RECORD SET
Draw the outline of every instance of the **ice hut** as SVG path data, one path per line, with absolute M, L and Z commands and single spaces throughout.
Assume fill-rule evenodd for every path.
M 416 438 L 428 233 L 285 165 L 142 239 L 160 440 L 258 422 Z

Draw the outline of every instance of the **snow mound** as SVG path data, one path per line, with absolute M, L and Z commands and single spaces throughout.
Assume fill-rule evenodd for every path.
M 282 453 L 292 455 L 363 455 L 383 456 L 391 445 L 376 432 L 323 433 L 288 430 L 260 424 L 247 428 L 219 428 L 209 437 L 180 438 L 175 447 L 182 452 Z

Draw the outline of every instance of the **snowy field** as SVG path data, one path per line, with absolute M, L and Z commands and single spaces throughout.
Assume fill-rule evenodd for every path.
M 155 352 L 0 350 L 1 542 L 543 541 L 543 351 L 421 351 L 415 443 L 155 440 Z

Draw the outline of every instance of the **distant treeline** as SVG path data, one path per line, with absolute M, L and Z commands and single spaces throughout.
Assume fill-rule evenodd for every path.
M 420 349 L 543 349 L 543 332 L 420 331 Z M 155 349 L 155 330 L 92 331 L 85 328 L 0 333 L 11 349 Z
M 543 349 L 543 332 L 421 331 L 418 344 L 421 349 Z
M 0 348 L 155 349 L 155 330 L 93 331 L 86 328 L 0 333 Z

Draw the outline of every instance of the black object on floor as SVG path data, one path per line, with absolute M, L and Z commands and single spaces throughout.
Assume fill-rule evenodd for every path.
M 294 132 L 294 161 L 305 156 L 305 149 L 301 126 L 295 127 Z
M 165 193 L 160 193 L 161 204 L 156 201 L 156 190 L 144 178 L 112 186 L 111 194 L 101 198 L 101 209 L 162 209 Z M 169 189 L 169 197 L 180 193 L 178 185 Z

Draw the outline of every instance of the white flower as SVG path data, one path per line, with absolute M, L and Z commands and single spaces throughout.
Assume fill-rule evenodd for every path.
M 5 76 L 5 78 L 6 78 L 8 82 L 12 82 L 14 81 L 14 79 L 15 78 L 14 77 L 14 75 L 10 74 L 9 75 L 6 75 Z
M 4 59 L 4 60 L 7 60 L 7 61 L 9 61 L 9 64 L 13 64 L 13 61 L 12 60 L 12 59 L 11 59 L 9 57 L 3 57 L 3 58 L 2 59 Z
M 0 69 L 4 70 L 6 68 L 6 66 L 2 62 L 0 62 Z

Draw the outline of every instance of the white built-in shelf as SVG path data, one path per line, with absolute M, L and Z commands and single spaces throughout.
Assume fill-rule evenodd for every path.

---

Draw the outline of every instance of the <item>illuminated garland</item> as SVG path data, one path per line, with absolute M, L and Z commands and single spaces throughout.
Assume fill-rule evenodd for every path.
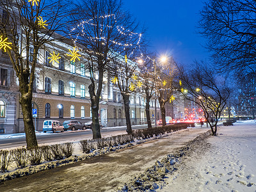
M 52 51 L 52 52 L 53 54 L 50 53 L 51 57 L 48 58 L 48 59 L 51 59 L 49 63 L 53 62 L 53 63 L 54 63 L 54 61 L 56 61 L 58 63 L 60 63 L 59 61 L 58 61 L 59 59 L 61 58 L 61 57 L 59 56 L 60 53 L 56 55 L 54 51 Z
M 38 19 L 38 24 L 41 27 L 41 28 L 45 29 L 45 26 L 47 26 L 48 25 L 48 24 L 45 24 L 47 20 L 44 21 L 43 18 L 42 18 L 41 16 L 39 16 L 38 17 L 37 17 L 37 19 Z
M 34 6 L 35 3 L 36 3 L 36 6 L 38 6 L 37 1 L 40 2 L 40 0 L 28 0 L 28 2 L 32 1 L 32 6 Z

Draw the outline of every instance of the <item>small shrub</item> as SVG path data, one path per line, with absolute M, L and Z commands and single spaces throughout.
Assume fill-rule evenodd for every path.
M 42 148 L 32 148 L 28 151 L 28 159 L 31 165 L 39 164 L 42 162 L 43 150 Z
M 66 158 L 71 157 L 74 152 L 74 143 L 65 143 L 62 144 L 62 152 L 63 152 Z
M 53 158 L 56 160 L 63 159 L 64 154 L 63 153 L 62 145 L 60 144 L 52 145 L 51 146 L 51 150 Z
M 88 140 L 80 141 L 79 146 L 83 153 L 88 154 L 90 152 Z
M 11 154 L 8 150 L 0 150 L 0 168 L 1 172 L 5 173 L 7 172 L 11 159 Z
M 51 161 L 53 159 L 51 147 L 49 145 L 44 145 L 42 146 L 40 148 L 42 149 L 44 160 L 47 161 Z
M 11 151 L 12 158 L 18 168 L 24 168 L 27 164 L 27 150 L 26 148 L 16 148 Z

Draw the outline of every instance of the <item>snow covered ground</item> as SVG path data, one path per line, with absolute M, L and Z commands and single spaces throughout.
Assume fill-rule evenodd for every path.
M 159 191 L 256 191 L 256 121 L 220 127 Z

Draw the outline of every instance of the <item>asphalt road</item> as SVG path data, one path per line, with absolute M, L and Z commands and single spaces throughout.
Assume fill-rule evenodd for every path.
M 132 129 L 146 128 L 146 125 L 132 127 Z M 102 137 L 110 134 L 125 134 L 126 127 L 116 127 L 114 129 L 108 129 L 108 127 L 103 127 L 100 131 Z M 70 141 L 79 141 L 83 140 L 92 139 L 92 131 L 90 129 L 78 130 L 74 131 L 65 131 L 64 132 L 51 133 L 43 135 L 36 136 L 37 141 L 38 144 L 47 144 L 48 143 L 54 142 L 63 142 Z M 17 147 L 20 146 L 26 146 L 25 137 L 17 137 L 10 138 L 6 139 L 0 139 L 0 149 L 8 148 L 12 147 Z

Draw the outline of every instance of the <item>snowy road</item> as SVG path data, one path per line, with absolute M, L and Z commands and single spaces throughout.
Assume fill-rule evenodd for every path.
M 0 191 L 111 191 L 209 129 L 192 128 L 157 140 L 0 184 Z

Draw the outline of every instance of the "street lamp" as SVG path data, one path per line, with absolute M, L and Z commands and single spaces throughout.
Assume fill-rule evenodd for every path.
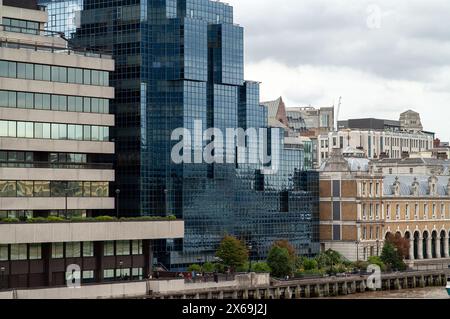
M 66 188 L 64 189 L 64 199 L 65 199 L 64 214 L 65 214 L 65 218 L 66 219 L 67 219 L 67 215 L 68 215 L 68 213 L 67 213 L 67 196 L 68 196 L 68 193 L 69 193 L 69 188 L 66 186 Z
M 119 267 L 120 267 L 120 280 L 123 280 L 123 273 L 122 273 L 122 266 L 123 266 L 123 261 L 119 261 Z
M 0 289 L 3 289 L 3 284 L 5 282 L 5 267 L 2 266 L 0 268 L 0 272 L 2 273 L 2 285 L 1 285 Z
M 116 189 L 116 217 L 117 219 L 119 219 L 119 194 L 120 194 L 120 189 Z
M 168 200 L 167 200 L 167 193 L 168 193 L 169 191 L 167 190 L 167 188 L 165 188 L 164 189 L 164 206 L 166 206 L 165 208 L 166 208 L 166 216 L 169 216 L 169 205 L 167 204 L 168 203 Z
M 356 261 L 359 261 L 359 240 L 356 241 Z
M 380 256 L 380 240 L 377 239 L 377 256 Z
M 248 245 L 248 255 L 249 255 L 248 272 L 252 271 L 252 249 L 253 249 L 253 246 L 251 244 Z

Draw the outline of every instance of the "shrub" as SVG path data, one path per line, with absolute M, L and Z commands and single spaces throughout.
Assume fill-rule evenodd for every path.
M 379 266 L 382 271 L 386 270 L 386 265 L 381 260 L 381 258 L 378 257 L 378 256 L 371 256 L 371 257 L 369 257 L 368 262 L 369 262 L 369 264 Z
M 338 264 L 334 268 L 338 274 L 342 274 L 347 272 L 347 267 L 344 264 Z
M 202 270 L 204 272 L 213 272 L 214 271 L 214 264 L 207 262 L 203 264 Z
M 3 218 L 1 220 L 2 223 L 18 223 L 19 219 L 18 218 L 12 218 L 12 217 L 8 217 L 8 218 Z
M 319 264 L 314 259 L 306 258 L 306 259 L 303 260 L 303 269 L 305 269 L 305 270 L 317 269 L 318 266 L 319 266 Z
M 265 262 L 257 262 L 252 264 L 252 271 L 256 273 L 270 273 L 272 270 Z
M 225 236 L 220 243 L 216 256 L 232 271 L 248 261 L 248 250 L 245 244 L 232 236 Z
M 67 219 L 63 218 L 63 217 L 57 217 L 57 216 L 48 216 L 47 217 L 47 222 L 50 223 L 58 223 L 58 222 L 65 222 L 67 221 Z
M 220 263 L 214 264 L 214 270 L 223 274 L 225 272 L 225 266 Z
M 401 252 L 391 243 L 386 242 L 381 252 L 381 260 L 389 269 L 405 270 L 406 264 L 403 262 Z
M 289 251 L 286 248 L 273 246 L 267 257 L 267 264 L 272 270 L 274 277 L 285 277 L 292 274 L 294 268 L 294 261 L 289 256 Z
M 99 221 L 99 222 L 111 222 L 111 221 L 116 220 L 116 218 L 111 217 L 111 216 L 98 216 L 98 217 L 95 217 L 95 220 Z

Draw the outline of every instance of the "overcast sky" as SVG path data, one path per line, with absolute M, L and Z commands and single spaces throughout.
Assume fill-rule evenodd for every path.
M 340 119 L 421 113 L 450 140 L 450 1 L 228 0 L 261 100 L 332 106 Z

* * *

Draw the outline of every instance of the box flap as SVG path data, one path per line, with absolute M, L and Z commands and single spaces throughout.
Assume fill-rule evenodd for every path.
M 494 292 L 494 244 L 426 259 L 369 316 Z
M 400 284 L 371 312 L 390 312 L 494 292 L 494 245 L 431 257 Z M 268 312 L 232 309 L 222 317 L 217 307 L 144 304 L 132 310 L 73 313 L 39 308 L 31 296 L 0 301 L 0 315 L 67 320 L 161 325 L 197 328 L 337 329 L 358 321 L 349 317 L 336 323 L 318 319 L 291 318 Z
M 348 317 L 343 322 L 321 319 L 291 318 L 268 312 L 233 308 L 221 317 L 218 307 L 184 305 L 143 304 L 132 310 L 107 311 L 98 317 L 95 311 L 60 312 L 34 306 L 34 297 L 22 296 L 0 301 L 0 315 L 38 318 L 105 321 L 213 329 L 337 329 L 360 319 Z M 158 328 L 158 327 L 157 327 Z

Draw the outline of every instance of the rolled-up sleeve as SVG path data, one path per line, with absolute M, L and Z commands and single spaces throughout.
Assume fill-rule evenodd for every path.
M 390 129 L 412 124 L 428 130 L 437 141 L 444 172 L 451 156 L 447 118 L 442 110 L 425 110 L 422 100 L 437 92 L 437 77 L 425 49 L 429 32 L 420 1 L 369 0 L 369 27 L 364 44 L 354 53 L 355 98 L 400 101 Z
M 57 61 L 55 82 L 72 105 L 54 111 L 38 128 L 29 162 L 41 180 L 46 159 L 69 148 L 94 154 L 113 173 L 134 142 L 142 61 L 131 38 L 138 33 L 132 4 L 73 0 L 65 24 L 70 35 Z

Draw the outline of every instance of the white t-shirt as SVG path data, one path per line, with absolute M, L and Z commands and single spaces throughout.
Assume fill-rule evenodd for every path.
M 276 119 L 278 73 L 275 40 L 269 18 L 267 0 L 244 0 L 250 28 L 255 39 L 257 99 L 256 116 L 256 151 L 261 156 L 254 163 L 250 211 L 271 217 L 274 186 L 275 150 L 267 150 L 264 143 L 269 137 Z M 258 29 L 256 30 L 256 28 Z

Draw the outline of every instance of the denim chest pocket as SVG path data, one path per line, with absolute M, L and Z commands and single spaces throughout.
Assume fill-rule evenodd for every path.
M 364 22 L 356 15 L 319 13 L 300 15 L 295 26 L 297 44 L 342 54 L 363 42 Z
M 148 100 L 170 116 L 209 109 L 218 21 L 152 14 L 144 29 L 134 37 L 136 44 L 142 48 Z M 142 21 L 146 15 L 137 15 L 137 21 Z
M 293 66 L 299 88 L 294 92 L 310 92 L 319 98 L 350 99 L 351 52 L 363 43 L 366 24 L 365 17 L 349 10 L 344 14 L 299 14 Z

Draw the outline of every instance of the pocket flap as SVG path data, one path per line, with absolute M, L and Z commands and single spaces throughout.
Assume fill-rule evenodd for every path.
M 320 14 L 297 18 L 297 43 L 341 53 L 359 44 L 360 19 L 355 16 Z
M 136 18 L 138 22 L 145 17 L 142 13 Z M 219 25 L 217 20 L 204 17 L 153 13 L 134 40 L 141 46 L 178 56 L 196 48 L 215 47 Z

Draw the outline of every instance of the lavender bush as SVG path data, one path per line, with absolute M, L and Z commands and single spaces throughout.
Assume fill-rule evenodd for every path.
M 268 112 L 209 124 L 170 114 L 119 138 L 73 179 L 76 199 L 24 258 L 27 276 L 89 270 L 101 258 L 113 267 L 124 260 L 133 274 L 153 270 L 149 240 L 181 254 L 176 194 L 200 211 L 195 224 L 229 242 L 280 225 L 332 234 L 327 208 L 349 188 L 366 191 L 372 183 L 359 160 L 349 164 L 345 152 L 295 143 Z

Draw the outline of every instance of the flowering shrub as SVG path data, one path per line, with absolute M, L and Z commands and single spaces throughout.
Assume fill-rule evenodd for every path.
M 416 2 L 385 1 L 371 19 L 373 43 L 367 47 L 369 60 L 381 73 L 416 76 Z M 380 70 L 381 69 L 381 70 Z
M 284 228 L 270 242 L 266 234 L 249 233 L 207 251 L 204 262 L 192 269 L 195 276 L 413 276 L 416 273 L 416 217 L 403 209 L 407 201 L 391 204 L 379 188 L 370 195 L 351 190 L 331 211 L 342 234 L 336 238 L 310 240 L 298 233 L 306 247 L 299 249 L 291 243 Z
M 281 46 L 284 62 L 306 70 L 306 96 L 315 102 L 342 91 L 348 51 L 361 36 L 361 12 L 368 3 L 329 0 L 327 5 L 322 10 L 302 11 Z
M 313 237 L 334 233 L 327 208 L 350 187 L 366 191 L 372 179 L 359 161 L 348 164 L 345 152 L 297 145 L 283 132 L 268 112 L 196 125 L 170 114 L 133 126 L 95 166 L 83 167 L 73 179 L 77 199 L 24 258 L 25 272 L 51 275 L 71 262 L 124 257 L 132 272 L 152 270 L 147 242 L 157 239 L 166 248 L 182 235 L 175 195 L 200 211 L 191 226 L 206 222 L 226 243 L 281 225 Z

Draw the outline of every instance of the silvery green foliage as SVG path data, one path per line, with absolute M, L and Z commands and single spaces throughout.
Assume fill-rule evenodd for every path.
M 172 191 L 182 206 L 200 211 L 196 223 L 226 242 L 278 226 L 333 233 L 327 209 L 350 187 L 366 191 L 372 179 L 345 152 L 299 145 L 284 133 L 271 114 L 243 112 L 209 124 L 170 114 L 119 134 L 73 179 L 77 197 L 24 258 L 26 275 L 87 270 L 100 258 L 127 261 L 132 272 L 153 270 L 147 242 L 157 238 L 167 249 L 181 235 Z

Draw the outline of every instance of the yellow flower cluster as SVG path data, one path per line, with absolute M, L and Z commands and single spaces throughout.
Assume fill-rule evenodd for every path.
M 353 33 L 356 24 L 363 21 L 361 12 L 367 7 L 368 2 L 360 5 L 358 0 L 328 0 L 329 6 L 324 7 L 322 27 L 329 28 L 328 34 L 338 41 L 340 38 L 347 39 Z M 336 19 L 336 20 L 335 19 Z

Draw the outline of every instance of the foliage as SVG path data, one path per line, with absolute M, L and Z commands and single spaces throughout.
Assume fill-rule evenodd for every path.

TASK OBJECTIVE
Write out everything from the row line containing "Draw the outline of every instance of the **ice" down to the one containing "M 165 193 L" again, swapping "snowy field" for "frozen field" and leaving the rest unchanged.

WORKED ANSWER
Draw the outline of every instance of the **ice hut** as SVG path data, one path per line, with absolute M, L and Z commands and single spaces throughout.
Assume fill-rule evenodd for every path.
M 416 438 L 428 233 L 285 165 L 142 239 L 160 440 L 258 422 Z

Draw the outline of every instance of the **snow mound** as SVG path data, one path per line, with absolute M, L and Z commands and single spaces throughout.
Assume fill-rule evenodd for every path.
M 282 453 L 292 455 L 363 455 L 383 456 L 391 445 L 376 432 L 323 433 L 288 430 L 260 424 L 247 428 L 219 428 L 209 437 L 180 438 L 175 447 L 182 452 Z

Draw the outline of every instance of the **frozen field** as SVG path data, one path per line, with absolute M, L and Z commands and single spaces throughout.
Assume fill-rule evenodd for every path.
M 155 352 L 0 350 L 1 542 L 543 541 L 543 351 L 421 351 L 415 443 L 155 440 Z

Draw the outline of every instance of the **distant treeline** as SVG path data, one path per line, with absolute M, L and Z commands and single spaces throughout.
Assume fill-rule evenodd for every path.
M 420 349 L 543 349 L 543 332 L 420 331 Z M 155 349 L 155 330 L 92 331 L 85 328 L 0 333 L 11 349 Z
M 543 349 L 543 332 L 421 331 L 418 344 L 421 349 Z
M 0 348 L 155 349 L 155 330 L 93 331 L 86 328 L 0 333 Z

Draw the outline of every instance of the black object on floor as SVG path data, one path per line, with absolute M, L and Z commands and single spaces throughout.
Assume fill-rule evenodd for every path.
M 294 132 L 294 161 L 305 156 L 305 149 L 301 126 L 295 127 Z
M 165 193 L 160 193 L 161 204 L 156 201 L 156 190 L 144 178 L 112 186 L 111 194 L 101 198 L 101 209 L 162 209 Z M 169 189 L 169 197 L 180 193 L 178 185 Z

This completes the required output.